### [SUPPLIED INFORMATION]
■ ■ ■ ■ ■ ■ ■

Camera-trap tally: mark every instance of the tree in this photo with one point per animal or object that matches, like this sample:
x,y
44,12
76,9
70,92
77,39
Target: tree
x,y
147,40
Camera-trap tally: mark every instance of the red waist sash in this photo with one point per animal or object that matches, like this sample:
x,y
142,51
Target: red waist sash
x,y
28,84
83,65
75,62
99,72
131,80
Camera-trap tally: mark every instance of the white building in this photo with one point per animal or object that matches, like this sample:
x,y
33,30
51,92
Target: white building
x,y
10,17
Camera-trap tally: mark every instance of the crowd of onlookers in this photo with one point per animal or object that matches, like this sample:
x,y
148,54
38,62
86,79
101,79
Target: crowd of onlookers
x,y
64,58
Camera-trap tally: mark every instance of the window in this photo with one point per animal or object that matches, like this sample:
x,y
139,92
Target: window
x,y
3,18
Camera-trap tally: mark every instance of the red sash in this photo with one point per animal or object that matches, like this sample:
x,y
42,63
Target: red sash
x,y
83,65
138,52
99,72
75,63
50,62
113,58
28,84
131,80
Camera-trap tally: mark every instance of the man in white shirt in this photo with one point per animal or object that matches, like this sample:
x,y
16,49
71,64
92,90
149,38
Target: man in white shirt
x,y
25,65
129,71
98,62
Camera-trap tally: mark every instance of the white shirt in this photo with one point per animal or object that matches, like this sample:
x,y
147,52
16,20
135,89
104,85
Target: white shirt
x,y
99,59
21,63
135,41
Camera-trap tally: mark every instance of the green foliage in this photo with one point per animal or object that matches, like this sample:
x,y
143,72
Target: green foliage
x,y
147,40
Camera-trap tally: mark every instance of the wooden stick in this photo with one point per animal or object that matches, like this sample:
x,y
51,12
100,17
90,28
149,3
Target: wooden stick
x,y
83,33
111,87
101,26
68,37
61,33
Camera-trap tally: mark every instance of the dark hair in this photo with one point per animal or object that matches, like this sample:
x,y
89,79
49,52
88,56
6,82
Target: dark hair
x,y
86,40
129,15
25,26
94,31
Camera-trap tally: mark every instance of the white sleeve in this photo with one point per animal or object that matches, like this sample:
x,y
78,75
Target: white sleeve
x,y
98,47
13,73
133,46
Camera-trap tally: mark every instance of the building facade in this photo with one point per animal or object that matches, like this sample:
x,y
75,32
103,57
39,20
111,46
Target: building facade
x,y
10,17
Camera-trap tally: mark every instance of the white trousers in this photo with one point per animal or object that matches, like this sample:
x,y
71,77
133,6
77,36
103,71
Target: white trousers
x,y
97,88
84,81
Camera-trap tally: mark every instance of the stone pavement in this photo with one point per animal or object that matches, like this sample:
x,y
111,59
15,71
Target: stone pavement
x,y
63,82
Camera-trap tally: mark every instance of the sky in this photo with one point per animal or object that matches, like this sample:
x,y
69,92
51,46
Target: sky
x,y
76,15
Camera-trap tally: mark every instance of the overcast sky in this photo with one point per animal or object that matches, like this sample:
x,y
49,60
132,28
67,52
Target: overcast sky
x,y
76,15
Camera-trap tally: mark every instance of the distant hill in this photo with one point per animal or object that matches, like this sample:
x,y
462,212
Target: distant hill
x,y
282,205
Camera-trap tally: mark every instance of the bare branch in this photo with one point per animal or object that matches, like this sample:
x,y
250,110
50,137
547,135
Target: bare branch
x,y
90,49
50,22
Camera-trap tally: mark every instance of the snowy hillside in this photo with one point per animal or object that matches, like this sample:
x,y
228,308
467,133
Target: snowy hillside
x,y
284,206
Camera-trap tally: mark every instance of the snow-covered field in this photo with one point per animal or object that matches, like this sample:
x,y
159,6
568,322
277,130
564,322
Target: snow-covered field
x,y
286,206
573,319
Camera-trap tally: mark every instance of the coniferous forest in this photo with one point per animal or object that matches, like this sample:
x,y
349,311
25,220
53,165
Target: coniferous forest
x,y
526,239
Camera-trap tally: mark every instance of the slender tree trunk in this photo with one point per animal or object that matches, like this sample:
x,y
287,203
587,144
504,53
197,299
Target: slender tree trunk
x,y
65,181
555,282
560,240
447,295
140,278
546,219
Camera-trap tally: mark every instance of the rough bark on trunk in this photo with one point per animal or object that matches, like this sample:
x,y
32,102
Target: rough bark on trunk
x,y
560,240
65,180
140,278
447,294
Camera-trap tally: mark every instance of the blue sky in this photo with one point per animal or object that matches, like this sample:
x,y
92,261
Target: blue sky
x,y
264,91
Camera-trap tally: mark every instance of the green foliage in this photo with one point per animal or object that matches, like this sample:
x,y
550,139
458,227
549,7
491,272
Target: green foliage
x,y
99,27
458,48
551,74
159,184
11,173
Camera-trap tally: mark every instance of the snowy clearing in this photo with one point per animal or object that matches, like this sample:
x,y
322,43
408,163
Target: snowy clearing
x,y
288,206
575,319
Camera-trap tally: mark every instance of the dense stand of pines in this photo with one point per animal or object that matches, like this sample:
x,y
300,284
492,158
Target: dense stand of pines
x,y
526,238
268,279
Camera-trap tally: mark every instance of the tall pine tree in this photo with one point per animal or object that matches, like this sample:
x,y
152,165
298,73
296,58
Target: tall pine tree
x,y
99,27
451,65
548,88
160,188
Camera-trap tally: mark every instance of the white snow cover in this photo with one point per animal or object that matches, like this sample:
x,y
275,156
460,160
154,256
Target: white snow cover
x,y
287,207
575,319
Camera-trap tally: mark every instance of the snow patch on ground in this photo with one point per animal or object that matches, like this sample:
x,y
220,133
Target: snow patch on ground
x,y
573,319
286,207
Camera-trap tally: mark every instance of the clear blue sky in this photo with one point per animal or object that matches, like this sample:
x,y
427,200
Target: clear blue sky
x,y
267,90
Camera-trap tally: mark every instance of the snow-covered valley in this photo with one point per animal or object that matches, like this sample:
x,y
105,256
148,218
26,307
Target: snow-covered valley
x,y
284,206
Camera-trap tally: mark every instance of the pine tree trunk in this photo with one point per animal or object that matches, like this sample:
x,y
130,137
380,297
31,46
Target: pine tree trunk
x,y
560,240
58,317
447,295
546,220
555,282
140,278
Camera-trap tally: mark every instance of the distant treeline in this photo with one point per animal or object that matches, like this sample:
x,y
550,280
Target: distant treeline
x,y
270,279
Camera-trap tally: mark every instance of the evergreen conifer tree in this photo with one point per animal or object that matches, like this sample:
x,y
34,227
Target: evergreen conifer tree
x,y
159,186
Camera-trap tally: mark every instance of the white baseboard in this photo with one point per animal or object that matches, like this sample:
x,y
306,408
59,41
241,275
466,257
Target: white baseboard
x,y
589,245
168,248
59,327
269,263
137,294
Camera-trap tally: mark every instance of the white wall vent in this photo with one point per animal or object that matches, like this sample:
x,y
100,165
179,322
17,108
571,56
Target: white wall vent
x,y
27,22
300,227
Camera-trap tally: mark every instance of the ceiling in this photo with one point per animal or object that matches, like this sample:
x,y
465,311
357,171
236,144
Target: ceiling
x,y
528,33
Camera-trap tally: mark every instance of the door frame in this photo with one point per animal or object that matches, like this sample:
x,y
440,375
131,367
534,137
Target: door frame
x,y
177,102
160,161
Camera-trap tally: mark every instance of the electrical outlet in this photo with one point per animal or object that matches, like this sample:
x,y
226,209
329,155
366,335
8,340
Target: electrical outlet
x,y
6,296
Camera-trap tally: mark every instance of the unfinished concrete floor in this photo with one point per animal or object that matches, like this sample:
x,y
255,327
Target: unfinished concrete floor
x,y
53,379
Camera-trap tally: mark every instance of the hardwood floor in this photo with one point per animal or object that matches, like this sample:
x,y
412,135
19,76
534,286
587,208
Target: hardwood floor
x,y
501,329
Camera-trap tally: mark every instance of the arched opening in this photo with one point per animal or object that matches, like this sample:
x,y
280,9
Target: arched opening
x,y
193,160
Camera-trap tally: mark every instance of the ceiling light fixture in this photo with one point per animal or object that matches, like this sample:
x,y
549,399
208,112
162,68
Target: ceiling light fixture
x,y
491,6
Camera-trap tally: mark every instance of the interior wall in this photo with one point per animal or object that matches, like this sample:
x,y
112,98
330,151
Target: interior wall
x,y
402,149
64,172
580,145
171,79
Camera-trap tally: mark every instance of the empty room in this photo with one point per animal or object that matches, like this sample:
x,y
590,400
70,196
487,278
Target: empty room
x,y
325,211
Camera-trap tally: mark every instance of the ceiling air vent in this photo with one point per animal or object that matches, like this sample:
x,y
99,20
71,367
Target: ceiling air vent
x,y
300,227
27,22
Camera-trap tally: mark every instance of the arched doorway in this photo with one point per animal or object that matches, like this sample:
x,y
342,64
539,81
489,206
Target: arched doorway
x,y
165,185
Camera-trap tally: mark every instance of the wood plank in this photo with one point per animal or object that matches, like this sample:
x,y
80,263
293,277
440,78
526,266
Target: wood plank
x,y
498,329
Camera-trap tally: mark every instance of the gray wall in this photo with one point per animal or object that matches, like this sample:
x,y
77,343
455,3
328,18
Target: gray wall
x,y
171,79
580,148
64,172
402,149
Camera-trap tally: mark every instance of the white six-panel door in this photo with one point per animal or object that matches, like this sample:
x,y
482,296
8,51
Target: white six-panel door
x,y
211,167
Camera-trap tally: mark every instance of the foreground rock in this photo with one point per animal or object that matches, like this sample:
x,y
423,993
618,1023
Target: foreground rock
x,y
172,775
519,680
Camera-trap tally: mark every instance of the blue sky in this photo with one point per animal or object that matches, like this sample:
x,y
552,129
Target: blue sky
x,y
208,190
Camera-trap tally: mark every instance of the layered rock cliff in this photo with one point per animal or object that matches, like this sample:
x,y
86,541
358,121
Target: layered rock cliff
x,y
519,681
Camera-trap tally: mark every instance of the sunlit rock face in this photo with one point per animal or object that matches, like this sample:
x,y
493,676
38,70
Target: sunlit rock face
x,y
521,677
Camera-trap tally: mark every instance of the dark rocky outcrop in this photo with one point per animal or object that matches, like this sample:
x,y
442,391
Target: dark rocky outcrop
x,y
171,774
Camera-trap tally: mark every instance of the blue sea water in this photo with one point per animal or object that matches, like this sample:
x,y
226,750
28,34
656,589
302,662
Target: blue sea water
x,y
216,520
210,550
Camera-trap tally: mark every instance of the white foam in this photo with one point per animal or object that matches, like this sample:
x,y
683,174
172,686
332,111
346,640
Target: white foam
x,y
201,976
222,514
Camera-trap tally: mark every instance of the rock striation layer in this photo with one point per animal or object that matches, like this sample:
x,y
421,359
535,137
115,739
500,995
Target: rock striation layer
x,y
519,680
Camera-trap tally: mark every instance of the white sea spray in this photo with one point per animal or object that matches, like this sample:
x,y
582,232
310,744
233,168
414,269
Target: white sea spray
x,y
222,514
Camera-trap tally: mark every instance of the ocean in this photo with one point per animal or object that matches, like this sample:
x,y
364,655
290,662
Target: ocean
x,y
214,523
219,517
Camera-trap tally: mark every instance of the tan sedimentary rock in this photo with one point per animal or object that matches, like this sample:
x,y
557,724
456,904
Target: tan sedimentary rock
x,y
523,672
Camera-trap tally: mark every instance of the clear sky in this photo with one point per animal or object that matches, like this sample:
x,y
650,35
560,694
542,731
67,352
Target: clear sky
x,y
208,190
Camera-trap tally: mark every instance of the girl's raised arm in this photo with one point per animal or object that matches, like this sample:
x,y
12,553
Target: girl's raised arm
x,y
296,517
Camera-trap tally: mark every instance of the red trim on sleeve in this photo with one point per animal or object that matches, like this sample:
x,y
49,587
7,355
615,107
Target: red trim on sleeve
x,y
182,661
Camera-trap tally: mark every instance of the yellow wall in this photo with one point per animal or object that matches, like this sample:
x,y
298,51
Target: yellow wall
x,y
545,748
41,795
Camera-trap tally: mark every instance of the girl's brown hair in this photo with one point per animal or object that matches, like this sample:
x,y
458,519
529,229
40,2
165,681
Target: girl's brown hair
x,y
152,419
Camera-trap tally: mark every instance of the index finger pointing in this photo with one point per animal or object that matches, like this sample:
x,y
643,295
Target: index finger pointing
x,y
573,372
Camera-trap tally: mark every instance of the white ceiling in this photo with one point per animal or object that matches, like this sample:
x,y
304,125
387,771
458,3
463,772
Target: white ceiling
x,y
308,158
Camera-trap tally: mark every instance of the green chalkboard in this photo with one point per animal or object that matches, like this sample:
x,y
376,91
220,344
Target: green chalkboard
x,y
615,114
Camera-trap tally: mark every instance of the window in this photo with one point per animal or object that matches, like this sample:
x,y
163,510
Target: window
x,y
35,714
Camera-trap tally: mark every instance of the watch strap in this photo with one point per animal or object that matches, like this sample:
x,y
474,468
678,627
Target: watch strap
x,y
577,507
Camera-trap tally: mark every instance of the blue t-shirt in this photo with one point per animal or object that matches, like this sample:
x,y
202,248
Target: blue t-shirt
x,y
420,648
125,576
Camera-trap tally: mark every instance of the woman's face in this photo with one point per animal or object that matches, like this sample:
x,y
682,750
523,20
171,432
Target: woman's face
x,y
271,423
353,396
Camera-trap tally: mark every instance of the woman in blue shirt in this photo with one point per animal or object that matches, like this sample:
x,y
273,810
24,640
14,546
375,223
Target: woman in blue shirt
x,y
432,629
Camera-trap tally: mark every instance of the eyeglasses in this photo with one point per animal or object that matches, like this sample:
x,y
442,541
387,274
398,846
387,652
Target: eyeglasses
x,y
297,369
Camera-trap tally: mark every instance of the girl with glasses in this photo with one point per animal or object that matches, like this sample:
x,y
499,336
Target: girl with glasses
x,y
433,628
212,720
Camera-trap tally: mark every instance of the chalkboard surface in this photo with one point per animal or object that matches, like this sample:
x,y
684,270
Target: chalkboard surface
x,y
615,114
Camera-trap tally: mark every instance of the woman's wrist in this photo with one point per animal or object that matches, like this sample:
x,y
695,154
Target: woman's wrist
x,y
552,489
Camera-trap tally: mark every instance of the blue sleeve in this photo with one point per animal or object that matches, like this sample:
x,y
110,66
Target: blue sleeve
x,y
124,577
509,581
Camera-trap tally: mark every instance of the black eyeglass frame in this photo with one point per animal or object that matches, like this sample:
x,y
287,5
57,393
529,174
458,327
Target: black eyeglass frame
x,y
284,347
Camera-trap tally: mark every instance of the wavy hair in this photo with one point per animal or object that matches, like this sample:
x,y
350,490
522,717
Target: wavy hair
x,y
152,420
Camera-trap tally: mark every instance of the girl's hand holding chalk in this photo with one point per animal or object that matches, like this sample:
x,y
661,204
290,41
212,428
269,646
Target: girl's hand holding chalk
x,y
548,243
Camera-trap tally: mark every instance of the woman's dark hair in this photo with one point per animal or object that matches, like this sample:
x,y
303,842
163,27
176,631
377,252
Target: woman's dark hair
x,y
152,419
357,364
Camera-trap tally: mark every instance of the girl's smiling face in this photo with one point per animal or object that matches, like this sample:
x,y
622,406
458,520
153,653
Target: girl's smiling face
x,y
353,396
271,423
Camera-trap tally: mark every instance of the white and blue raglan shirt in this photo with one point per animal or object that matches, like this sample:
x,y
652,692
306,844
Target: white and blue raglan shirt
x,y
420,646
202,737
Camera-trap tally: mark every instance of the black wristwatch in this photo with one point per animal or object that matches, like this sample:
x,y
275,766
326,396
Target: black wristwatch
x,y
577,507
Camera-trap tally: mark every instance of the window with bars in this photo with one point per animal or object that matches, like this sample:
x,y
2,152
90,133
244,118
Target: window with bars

■ ■ ■ ■ ■ ■ ■

### [REQUIRED WORK]
Only the lines from the one holding "Camera-trap tally: mark every instance of the woman's dark" through the end of the listing should be given again, exactly and with both ends included.

### [RESULT OF THE EXERCISE]
Camera-trap tally: mark every instance of the woman's dark hair in this photo with one point per animal or object that matches, like this sample:
x,y
303,842
163,27
176,631
377,252
Target: woman's dark hair
x,y
152,419
357,364
Camera-trap tally: mark every instance of the girl's smiling face in this photo with one point per animal or object that matches, like this sample:
x,y
622,406
458,520
153,653
Target: girl's smiling face
x,y
353,396
271,423
Camera-trap tally: mark every instance of the white and blue raglan shirt in this photo with one point per animal or object that matches, like this sample:
x,y
652,692
306,844
Target: white and blue raglan shirt
x,y
420,646
202,737
Camera-trap tally: mark every instance of the black wristwatch in this photo with one point per animal or object that matches, like this sample:
x,y
275,766
326,396
Target: black wristwatch
x,y
577,507
Camera-trap tally: mark every instance of the window with bars in this photo with one point per animal or object that matches, like this sample:
x,y
2,152
90,133
244,118
Target: window with bars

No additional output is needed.